*** DATA PROVIDED ***

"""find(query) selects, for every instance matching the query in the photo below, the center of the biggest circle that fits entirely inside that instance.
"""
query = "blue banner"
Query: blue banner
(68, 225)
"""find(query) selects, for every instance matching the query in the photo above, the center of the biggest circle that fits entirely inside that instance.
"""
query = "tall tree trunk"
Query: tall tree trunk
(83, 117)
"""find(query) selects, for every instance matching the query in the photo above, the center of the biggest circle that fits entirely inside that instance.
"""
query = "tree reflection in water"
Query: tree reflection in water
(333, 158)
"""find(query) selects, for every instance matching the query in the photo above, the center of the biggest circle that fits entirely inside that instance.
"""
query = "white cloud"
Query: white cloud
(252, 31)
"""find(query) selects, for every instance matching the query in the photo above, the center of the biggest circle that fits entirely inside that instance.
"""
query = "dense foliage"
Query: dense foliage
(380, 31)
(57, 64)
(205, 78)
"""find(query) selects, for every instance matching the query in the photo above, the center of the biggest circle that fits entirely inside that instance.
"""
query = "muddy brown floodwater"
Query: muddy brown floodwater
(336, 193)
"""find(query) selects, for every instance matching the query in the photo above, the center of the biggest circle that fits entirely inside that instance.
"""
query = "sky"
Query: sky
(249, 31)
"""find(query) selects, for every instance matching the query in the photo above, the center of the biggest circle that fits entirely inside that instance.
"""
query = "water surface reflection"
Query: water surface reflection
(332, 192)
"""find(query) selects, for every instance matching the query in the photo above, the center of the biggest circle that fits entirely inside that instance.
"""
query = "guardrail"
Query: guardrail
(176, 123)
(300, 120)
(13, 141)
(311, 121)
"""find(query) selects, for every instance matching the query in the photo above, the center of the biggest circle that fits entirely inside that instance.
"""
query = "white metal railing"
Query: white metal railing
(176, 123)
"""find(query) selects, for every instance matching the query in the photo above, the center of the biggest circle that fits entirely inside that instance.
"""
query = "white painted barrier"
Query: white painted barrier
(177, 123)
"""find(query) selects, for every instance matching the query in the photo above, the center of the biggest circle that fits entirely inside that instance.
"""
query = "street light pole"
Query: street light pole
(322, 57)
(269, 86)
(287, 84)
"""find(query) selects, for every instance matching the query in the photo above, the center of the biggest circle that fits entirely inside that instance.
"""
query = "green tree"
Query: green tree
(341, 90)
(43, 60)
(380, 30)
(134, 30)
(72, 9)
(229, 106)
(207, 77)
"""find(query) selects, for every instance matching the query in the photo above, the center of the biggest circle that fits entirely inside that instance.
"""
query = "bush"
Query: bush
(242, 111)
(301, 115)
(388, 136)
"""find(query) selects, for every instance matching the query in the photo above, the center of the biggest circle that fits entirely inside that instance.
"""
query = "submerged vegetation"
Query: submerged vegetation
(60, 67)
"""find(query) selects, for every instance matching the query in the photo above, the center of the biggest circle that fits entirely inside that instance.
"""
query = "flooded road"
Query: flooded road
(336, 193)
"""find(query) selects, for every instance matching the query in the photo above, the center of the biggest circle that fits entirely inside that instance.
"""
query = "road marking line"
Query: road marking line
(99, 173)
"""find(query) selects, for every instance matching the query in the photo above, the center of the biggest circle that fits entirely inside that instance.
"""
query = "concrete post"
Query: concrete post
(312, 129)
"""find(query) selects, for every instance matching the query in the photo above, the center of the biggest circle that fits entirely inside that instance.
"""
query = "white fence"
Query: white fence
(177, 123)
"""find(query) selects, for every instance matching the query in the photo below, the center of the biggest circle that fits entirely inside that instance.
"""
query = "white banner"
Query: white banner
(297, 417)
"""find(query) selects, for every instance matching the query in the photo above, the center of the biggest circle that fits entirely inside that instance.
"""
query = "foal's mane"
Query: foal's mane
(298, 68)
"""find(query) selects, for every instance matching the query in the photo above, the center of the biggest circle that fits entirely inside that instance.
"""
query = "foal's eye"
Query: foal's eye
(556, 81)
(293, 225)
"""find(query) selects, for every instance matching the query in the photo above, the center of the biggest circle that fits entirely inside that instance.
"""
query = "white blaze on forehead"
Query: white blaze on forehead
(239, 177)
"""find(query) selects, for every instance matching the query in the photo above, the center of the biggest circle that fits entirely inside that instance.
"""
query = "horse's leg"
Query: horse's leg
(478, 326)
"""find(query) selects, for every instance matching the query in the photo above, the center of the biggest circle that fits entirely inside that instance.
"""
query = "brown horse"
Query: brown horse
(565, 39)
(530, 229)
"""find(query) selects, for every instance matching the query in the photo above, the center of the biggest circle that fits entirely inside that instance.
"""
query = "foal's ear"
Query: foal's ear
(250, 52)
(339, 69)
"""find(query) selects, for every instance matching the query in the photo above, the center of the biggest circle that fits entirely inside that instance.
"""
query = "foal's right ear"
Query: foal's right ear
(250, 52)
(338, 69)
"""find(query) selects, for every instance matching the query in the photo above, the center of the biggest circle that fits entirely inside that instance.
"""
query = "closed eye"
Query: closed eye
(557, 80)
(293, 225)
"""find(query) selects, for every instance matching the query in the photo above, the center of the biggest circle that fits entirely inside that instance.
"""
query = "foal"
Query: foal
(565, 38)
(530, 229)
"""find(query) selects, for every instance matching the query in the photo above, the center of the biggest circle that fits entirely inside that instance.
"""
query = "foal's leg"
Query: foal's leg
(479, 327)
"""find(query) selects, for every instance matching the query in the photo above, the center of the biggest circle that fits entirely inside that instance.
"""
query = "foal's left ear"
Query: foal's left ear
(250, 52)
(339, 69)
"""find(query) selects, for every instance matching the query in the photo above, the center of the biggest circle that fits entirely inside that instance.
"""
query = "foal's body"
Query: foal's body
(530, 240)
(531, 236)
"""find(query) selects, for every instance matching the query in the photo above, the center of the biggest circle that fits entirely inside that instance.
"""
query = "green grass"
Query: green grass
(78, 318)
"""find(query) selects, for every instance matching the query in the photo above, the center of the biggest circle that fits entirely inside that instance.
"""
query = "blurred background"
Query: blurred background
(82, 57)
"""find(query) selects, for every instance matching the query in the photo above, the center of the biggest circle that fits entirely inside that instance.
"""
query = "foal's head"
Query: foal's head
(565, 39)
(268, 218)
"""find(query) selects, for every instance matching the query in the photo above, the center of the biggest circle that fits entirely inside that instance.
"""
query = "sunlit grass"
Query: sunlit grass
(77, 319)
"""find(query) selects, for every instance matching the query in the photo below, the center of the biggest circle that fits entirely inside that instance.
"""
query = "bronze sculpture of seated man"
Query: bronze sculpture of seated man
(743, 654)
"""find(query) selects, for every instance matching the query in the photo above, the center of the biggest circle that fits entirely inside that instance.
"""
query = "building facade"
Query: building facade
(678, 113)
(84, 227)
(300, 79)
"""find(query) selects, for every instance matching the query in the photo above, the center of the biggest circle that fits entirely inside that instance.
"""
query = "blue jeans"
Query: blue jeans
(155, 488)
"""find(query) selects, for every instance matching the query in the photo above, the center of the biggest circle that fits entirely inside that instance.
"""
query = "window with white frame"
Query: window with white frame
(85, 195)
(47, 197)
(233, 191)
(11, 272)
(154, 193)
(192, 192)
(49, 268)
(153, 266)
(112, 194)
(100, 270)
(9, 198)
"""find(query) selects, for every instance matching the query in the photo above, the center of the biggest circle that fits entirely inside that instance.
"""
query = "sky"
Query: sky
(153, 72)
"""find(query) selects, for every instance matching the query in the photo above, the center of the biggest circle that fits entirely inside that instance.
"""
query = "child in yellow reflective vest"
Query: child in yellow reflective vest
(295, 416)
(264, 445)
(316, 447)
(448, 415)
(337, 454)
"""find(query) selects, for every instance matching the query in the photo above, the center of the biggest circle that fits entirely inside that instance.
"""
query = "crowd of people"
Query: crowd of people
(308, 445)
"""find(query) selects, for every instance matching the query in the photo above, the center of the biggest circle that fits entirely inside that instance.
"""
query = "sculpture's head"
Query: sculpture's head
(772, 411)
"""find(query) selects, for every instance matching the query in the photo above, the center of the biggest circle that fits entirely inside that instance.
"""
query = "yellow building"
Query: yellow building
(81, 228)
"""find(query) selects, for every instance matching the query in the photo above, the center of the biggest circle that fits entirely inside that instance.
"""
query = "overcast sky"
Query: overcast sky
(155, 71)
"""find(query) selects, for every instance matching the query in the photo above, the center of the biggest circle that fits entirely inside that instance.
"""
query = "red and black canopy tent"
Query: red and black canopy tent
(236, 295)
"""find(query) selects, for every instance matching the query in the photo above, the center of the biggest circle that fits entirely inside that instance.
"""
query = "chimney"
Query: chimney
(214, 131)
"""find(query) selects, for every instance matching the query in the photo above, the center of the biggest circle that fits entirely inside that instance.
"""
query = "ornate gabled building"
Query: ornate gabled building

***

#### EXERCISE
From the line containing "Query: window with white frame" through the last line of the records above, reproduce every line exactly.

#### EXERCISE OUTPUT
Query: window with white frame
(85, 195)
(47, 197)
(233, 191)
(11, 272)
(154, 193)
(192, 192)
(49, 268)
(153, 266)
(112, 194)
(100, 270)
(9, 198)
"""find(query) selects, for every instance matching the query in the photo above, the center of the biggest circle that fits entirely inside that instance.
"""
query = "sky"
Query: sky
(153, 72)
"""find(query) selects, for every instance matching the query in the photo above, the center of the biggest circle that fits entirely inside that instance.
"""
query = "child in yellow reflective vest"
Query: child in yellow reflective vest
(295, 416)
(264, 445)
(316, 447)
(448, 415)
(337, 454)
"""find(query) selects, for every instance matching the query in the photo above, the center of the biggest circle that fits entirely inside that instance.
"""
query = "crowd of people"
Query: crowd of people
(308, 445)
"""find(query) selects, for every instance matching the query in the photo above, the center of the biggest circle that fits entirely inside that instance.
"""
query = "sculpture's head"
Query: sculpture's head
(772, 411)
"""find(query) selects, for every instance matching the query in the photo above, the center of the biggest circle that fits entirely inside that instance.
"""
query = "yellow building"
Query: yellow building
(81, 228)
"""find(query) selects, for every instance matching the query in the photo above, the center of the biggest circle that fits entirely inside that instance.
"""
query = "overcast sky"
Query: overcast sky
(155, 71)
"""find(query) selects, for every instance matching the query in the photo above, the center of the biggest circle that fits entirely inside that instance.
"""
query = "red and black canopy tent"
Query: red and black canopy tent
(236, 295)
"""find(query) selects, for every instance matching the query in the photo above, the center of the biggest circle that fits entirely inside that instance.
"""
query = "chimney"
Query: chimney
(214, 131)
"""find(query) selects, for every instance matching the query in the photo above, the center of the biggest circle that fits entirely inside that instance.
"""
query = "ornate gabled building"
Query: ornate gabled building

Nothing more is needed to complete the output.